Fragmento de texto:
---
La trama de “Bellas Artes” (en Star+), grabada en España, comienza con la sustanciación de un concurso de antecedentes y oposición para acceder a la Dirección del tradicional y ficticio Museo Iberoamericano de Arte Moderno ubicado en la cosmopolita e inmensa Madrid. Para el mismo, tras el tamiz de varios aspirantes descartados, sólo quedarán para la instancia final tres candidatos. Una es Musoke, mujer de origen africano que se expresa en lenguaje inclusivo y pretende representar a minorías y colectivos alternativos, y Erne, una vanguardista defensora de diversidades y de identidad de género no binario -ambas de mediana edad-, y un tercer aspirante, Antonio Dumas, encarnado por Oscar Martínez -actoralmente en su punto justo-, que es un veterano personaje de la gestión cultural, de vasta experiencia y nutrido currículum, de raigambre patriarcal y tradicionalista, un conservador pero que busca disimularlo mostrándose como transgresor al cuestionar las bases mismas del concurso al que aspira ganar.
Mientras un quinteto ad hoc intentará seleccionarlos a partir de algunas pruebas e interrogatorios, todo parecía indicar que la elección recaería en alguna de las dos mujeres, mensurando lo que la supuesta conveniencia de estos tiempos recomienda, pero finalmente nos sorprenderemos con que el elegido será el hombre mayor de probados méritos en el mundo de la cultura.
Mención aparte son las particulares características del personaje principal, Antonio Dumas, ya devenido en director del Museo. Un historiador y gestor cultural que se presenta como “viejo, hombre, blanco, de ascendencia europea y heterosexual”, características todas que en los tiempos que corren provocarían que cualquiera lo impugnara para el cargo que fuera. Y que además es egoísta y aburrido. Y experimentado padre abandonador y abuelo ausente.
Sin embargo, tras ser designado, nada peor le podría haber ocurrido. Su puesto no focalizará en la programación de las mejores muestras a ofrecer según su criterio y experiencia, sino que deberá lidiar con desgastantes cuestiones administrativas, y con una variada fauna que lo cuestionará a cada minuto.
---
Muestra de datos:
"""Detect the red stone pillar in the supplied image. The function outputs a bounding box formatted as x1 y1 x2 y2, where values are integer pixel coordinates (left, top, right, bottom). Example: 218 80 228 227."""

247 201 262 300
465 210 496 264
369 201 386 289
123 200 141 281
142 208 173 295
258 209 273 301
---
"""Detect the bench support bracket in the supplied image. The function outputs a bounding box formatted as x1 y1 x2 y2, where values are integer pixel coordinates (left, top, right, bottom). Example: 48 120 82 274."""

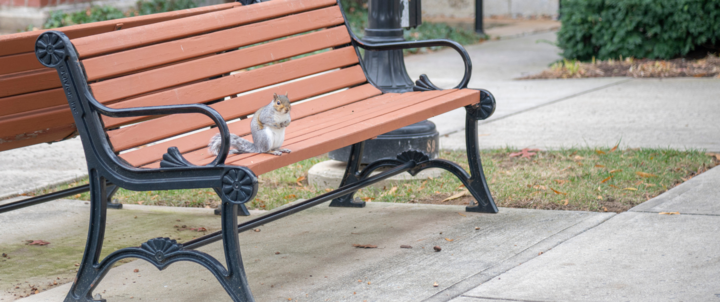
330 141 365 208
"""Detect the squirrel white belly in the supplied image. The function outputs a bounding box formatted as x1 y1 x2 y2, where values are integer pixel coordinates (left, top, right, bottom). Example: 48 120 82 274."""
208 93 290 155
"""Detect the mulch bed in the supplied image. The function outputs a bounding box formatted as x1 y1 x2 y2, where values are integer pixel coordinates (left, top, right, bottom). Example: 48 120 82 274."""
---
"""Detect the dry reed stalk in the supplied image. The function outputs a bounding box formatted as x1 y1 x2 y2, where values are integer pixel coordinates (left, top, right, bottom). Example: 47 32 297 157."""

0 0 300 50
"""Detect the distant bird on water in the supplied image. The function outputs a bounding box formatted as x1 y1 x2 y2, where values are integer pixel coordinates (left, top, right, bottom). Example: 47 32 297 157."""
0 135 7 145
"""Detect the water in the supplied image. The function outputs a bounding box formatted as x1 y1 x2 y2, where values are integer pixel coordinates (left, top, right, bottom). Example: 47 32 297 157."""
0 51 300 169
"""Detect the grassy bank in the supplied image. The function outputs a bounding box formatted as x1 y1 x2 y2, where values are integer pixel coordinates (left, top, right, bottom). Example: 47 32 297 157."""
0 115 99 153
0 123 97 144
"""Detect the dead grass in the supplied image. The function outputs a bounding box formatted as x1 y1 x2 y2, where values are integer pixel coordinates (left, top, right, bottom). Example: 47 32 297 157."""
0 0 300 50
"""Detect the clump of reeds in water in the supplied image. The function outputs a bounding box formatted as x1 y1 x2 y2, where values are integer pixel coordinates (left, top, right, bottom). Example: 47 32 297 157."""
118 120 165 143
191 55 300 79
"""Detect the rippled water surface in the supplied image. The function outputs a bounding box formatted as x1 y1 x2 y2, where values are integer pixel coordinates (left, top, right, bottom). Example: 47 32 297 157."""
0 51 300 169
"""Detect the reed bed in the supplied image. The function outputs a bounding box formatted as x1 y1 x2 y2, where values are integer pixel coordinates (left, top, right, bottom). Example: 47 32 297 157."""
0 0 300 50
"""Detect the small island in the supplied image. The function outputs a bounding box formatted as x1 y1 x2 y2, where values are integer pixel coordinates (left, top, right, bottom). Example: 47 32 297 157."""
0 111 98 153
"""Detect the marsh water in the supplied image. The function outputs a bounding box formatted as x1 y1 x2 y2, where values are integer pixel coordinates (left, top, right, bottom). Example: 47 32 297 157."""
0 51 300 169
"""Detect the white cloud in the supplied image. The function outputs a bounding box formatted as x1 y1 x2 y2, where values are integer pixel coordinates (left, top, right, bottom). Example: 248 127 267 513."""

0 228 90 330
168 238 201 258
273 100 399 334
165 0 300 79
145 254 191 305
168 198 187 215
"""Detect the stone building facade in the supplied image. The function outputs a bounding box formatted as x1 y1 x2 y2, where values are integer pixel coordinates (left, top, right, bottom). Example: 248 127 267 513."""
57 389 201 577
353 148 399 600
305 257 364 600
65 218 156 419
---
Consignas del ejercicio:
(a) ¿Qué actor interpreta a Antonio Dumas según el texto sobre «Bellas Artes»?
(b) Devuelve tal cual el fragmento del texto sobre «Bellas Artes» que va desde "Mención aparte son" hasta "a cada minuto.", ambos incluidos.

Soluciones:
(a) Oscar Martínez.

(b)
Mención aparte son las particulares características del personaje principal, Antonio Dumas, ya devenido en director del Museo. Un historiador y gestor cultural que se presenta como “viejo, hombre, blanco, de ascendencia europea y heterosexual”, características todas que en los tiempos que corren provocarían que cualquiera lo impugnara para el cargo que fuera. Y que además es egoísta y aburrido. Y experimentado padre abandonador y abuelo ausente.
Sin embargo, tras ser designado, nada peor le podría haber ocurrido. Su puesto no focalizará en la programación de las mejores muestras a ofrecer según su criterio y experiencia, sino que deberá lidiar con desgastantes cuestiones administrativas, y con una variada fauna que lo cuestionará a cada minuto.